» **Written instruction**:
Format the lines below as a Markdown table with the columns "No." and "Line", numbering each row and skipping blank lines. Omit the pictures.

» **Coordinate annotation records**:
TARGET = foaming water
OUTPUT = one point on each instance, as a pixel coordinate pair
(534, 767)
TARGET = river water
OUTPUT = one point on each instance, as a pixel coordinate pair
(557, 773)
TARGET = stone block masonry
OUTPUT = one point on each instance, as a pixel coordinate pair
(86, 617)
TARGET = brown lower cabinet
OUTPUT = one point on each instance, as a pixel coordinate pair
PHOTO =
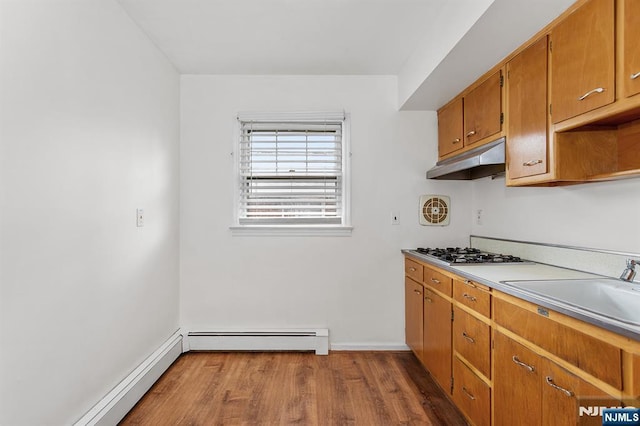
(413, 300)
(505, 361)
(530, 386)
(436, 352)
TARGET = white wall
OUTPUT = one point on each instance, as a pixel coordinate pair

» **Task response**:
| No. | Line |
|---|---|
| 1 | TARGET = foaming water |
| 2 | OUTPUT = one point on each instance, as a pixel coordinate pair |
| 3 | (534, 767) |
| 4 | TARGET = river water |
| 5 | OUTPUT = one point on each instance, as a pixel coordinate pair |
| 6 | (557, 773) |
| 7 | TARGET = stone block masonry |
| 8 | OUTPUT = one point on each instance, as a pixel coordinate pair |
| 9 | (86, 617) |
| 10 | TARGET = brown lower cabinet |
| 11 | OUTPUT = one point on each instance, as a pixel coordinate pair |
| 12 | PHOTO = |
| 13 | (413, 300) |
| 14 | (505, 361) |
| 15 | (530, 386) |
| 16 | (436, 352) |
| 17 | TARGET = white wall |
| 18 | OUTPUT = one point on each instance, as a pixel coordinate pair |